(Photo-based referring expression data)
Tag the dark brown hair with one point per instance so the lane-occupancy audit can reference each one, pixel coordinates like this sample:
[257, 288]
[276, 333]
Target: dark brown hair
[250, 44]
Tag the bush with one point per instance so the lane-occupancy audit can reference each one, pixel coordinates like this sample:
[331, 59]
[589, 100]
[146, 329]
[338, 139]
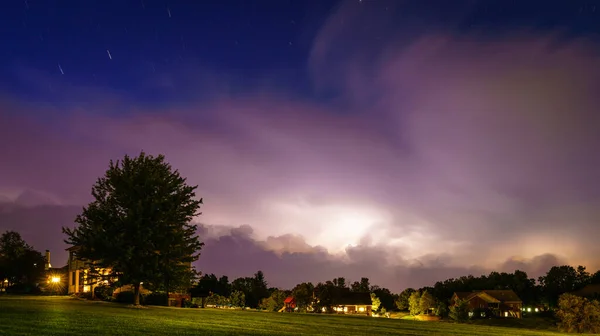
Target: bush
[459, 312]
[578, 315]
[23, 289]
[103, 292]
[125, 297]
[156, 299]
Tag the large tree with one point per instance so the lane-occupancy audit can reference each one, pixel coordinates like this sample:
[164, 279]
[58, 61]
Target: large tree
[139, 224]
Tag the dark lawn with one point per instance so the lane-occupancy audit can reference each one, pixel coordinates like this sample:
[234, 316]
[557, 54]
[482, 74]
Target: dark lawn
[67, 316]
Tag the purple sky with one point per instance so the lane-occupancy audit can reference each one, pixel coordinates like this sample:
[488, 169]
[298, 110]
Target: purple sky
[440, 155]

--

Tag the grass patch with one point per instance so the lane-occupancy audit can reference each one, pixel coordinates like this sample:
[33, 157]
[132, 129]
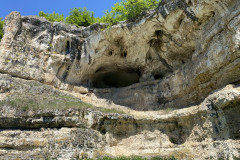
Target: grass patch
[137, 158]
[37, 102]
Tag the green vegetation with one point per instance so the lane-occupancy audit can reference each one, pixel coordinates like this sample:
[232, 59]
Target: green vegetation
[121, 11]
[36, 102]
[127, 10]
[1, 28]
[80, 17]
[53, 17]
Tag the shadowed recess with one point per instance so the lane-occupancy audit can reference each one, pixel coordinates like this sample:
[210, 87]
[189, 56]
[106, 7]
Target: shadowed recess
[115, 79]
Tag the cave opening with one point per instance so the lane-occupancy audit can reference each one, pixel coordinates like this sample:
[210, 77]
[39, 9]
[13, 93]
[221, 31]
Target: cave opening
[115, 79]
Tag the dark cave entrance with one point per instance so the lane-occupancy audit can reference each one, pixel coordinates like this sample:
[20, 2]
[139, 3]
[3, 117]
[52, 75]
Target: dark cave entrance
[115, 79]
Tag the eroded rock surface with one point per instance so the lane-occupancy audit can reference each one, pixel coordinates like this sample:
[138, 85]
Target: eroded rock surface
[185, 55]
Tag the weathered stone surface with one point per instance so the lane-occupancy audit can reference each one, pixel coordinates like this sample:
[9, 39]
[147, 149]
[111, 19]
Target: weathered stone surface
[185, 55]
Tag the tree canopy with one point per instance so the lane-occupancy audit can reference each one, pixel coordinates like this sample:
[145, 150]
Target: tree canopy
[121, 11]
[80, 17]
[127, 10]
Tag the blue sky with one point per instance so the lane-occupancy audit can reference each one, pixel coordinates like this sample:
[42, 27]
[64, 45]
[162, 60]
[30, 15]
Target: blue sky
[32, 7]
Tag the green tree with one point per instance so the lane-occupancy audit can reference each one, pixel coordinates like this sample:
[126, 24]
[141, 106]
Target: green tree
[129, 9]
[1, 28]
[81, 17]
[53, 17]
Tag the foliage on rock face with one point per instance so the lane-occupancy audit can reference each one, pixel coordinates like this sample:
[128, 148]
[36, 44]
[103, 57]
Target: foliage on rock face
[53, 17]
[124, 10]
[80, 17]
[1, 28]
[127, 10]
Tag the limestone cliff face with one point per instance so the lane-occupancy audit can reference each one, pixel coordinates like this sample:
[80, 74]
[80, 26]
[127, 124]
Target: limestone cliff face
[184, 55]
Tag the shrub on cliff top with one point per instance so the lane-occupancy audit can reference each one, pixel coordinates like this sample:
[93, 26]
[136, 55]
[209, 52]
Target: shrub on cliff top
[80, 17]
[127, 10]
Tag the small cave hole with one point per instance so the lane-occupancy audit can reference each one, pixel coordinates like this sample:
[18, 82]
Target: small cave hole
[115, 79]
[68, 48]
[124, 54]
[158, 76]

Required work: With the first line being the one containing "Target: eroded rock surface" and the last line the one containing "Tag the tree", transcribe exactly the lines above that fall in that range.

Your solution:
Target: eroded rock surface
[185, 55]
Tag the weathered stone surface with one point per instance so the lane-occupancy audit can reference each one, pixel coordinates like this sample:
[9, 39]
[147, 149]
[111, 19]
Target: weathered stone surface
[185, 55]
Tag the tree canopy with one point per instance so the lane-occupancy audit can reference each one, pixel coordinates like this sample:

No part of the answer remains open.